**What the task asks**. Recast the entries as a CSV with the columns input and output, starting at the line containing "Target: ladder section." and stopping after the line containing "[504, 202, 634, 365]". Give one row per entry, with its text under input and its answer under output, and put each field in quotes with line breaks replaced by spaces.
━━━━━ Records ━━━━━
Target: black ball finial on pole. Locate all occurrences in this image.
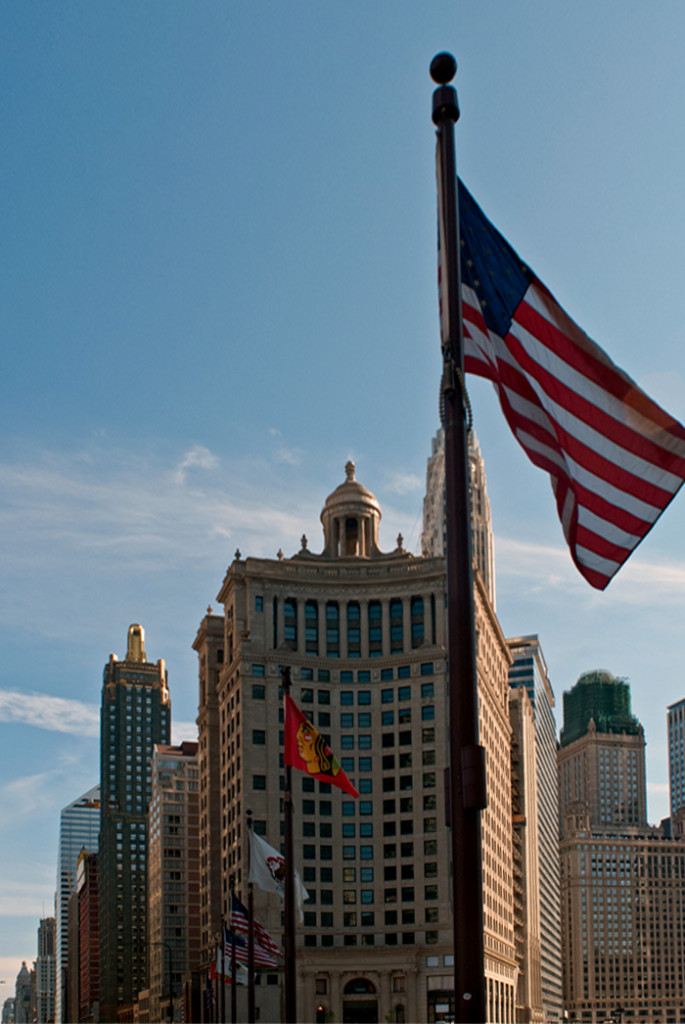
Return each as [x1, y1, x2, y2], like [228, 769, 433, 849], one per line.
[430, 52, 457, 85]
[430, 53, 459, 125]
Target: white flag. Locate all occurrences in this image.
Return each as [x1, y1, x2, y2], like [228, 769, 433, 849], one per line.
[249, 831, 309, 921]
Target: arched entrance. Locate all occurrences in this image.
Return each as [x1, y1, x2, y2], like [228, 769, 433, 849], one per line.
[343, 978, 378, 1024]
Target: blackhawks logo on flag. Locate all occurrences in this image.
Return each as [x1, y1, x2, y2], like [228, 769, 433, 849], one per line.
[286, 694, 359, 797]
━━━━━
━━━━━ Records ━━━━━
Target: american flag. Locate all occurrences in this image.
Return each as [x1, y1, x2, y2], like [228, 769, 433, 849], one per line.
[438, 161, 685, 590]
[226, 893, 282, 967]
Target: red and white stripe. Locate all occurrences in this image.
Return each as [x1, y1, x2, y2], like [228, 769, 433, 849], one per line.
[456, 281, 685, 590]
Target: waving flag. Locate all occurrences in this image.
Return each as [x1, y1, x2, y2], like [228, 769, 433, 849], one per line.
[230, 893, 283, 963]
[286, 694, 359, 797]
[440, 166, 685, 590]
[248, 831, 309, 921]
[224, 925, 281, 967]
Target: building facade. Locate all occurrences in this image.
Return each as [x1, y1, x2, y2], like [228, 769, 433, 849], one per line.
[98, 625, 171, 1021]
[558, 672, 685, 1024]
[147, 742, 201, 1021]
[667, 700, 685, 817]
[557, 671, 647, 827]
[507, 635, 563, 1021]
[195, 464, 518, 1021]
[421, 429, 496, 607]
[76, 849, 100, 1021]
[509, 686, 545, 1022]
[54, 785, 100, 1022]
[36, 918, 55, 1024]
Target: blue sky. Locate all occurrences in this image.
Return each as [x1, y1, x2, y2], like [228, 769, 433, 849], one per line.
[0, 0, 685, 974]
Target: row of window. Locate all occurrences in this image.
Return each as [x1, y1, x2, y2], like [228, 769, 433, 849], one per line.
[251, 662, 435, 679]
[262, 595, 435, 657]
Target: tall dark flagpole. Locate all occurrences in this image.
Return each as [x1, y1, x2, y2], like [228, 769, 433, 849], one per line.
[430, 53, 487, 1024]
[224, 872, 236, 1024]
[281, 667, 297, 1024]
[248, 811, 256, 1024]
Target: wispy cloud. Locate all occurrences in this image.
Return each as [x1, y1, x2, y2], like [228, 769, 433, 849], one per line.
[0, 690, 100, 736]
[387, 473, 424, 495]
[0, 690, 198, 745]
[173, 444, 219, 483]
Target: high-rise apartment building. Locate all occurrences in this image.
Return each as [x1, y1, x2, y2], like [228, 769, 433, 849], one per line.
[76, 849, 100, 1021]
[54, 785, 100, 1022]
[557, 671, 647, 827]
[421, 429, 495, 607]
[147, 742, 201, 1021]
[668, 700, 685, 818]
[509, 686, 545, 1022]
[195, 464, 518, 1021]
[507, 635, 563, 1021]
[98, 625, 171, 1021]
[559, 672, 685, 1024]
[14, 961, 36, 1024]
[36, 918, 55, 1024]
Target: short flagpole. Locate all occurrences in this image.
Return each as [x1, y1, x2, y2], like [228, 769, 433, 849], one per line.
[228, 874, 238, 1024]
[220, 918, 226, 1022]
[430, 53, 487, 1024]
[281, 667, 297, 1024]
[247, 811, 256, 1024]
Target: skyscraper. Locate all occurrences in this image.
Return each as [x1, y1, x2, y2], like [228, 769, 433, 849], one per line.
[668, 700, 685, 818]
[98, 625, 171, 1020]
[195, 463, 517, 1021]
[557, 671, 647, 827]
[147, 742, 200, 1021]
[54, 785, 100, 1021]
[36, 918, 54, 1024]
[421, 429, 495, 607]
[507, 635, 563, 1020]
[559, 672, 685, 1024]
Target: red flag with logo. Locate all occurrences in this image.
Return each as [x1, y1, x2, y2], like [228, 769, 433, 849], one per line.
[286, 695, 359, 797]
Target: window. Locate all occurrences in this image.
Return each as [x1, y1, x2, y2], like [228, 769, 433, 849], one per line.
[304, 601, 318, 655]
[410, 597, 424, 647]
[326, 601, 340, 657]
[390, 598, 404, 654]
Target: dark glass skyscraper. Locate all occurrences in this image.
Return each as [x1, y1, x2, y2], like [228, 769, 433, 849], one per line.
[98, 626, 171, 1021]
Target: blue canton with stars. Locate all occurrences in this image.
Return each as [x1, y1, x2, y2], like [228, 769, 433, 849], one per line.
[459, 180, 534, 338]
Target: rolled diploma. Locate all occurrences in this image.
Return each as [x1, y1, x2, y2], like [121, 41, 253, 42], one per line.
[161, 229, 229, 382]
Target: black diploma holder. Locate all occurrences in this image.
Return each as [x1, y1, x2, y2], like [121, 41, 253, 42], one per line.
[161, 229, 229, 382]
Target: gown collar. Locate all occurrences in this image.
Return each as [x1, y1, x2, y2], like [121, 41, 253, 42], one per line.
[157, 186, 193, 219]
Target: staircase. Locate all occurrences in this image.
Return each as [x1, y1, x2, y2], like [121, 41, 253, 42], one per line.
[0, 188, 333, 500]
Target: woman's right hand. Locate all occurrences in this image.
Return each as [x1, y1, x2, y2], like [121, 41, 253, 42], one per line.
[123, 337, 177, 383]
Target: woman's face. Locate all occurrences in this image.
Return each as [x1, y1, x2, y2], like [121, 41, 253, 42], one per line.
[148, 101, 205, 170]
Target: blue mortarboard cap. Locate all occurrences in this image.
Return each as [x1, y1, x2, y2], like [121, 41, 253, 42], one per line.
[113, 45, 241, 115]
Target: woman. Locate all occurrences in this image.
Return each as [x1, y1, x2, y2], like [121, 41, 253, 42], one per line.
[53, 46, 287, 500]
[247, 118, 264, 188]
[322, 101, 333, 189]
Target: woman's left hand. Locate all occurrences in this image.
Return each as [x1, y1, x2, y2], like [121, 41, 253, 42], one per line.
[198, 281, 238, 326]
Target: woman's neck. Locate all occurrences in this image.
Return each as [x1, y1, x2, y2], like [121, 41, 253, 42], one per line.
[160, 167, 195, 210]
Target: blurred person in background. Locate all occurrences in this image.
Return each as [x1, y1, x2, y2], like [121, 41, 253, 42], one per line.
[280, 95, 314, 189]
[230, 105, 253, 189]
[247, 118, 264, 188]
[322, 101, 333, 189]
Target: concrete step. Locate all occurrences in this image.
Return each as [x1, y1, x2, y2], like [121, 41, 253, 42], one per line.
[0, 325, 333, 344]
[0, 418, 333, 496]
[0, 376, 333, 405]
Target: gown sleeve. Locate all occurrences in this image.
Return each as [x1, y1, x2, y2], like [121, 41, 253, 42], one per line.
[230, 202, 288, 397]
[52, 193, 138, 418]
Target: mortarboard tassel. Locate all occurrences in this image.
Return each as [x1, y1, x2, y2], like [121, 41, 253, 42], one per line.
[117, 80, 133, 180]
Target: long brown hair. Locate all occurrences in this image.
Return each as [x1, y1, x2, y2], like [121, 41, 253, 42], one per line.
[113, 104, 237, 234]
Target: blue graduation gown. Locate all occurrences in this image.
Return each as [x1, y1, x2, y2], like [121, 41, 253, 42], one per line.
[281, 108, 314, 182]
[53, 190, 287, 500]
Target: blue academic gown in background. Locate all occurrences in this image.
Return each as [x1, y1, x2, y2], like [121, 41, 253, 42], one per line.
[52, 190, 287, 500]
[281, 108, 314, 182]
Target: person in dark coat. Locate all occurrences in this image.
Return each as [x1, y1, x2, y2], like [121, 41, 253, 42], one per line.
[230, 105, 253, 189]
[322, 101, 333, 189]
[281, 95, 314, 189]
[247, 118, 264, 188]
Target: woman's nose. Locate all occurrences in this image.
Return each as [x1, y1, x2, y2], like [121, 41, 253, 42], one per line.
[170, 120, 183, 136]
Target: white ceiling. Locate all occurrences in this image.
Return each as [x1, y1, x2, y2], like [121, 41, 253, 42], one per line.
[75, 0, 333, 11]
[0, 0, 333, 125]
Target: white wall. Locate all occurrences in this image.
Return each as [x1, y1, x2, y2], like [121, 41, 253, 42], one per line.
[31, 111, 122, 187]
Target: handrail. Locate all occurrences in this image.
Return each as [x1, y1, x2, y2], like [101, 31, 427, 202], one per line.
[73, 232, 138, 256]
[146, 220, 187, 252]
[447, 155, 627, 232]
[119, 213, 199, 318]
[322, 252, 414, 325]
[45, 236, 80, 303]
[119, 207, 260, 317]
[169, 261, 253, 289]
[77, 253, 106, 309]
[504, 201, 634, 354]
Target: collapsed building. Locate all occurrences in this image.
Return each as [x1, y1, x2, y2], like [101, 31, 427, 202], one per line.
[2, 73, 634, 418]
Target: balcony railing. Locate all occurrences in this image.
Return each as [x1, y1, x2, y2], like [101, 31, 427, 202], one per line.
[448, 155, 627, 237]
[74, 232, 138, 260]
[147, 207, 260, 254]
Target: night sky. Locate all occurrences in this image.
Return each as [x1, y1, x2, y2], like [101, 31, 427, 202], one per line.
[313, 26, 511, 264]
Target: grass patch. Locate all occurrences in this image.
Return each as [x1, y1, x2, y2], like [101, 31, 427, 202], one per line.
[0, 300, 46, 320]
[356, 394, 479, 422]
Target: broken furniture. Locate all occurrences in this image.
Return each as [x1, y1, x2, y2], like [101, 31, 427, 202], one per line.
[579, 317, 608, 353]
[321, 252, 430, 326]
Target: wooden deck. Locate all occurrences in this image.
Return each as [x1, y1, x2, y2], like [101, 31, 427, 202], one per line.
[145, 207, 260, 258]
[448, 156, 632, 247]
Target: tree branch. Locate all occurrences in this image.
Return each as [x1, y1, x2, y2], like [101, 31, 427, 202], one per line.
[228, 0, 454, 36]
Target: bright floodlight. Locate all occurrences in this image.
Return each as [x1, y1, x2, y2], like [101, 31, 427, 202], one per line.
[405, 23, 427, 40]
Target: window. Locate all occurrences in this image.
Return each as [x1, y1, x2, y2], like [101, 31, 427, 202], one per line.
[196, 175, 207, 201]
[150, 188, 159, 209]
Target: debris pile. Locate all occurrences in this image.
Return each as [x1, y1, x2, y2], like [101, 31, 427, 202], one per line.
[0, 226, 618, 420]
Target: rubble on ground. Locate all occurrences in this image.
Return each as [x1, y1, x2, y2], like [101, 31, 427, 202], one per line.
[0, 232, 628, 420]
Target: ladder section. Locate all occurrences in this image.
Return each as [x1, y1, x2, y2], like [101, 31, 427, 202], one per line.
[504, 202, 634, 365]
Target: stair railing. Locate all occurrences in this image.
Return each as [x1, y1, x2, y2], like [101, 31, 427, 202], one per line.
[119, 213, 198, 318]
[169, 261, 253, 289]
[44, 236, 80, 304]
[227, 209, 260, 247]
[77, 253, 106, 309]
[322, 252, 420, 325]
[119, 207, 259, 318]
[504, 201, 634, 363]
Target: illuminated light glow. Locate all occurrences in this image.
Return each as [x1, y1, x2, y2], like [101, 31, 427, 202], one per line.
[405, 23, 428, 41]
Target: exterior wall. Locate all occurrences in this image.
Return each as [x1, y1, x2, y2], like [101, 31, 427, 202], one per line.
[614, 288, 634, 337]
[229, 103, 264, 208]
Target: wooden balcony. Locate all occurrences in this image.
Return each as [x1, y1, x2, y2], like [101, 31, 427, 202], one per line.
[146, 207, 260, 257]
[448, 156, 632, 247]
━━━━━
**The answer**.
input,output
"Target: ladder section. Locate all occurrences in this image. Return each as [x1, y1, x2, y2], like [101, 31, 427, 202], one per line.","[504, 202, 634, 365]"